> GIVEN INFORMATION:
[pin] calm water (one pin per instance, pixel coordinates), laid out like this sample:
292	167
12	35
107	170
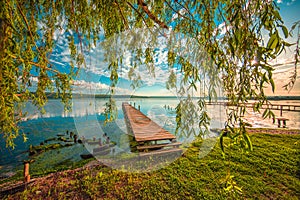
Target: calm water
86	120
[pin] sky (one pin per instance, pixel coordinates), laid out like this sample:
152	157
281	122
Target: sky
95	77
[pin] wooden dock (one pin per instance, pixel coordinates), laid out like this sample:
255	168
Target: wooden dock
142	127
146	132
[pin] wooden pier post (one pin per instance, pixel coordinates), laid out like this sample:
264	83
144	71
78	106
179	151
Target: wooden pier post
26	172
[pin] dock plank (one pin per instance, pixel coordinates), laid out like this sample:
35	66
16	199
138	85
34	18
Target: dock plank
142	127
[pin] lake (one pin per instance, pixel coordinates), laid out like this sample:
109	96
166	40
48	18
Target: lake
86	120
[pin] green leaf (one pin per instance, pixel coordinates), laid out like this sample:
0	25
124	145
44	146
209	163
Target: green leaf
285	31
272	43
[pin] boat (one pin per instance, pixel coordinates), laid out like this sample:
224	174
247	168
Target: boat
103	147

==

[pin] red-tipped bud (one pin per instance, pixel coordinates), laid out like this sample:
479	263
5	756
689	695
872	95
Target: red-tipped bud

* * *

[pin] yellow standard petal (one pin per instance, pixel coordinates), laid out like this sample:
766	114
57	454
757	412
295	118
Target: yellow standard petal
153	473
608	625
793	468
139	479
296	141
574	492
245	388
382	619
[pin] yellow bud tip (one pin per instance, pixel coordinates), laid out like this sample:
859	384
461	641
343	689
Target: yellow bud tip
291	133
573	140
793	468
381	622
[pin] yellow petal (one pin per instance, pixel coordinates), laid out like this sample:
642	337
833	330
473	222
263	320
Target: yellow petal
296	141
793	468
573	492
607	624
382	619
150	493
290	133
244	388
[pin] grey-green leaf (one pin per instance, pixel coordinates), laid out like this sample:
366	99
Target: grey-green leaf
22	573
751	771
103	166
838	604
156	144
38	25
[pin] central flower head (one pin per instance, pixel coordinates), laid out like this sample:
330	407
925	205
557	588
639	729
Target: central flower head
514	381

> WORK TO COMPLETE: Copy, from the lines above, each one that holds "tipped".

> RESPONSE AREA:
[pin] red-tipped bud (one pin per instance, pixel coordinates), laid out like this sample:
Target: red-tipped bud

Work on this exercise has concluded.